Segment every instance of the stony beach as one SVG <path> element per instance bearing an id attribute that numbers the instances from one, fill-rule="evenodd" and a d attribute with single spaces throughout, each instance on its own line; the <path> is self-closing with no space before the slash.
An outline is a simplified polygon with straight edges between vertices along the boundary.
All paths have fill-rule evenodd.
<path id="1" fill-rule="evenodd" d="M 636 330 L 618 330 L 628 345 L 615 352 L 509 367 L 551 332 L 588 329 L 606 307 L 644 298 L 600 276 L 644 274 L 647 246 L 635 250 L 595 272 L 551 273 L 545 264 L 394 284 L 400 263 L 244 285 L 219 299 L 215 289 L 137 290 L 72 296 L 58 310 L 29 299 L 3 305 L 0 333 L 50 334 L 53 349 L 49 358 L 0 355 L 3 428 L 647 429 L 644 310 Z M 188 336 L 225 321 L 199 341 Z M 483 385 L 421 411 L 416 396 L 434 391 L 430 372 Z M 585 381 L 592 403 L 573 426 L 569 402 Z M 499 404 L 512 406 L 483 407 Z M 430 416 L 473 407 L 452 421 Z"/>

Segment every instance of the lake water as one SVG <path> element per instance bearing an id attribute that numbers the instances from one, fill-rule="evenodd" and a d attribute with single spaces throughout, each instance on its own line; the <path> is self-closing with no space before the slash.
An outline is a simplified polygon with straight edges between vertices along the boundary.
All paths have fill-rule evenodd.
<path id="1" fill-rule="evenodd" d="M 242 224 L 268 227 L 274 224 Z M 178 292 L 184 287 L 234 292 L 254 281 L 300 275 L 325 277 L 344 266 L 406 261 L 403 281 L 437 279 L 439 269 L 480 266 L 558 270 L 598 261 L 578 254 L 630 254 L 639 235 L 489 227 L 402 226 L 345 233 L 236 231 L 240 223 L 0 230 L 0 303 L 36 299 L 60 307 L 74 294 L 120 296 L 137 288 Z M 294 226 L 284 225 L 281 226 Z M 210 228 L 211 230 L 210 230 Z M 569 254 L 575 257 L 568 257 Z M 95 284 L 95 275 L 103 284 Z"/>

- **PROBLEM DETAILS**
Repeat the lines above word for word, starting at the line that contains "Segment every instance of the lake" and ending with the last line, and give nothing else.

- **EXPECTED ANSWER**
Segment every instance of the lake water as one SVG <path> element per instance bearing an id attribute that numbers the instances from one, fill-rule="evenodd" and a d attribute with single spaces throughout, each instance on its own line; the <path> is self-closing with no space before the slash.
An outline is a simplified polygon with straight edges between vertices along the boundary.
All paths have fill-rule evenodd.
<path id="1" fill-rule="evenodd" d="M 242 224 L 268 227 L 274 224 Z M 178 292 L 184 287 L 234 292 L 254 281 L 300 275 L 325 277 L 344 266 L 406 261 L 403 281 L 437 279 L 439 269 L 480 266 L 558 270 L 598 261 L 578 254 L 630 254 L 639 235 L 489 227 L 402 226 L 345 233 L 236 231 L 240 223 L 0 230 L 0 303 L 36 299 L 60 307 L 74 294 L 120 296 L 137 288 Z M 294 226 L 284 225 L 281 226 Z M 210 228 L 211 230 L 210 230 Z M 569 254 L 575 257 L 568 257 Z M 95 284 L 95 275 L 103 284 Z"/>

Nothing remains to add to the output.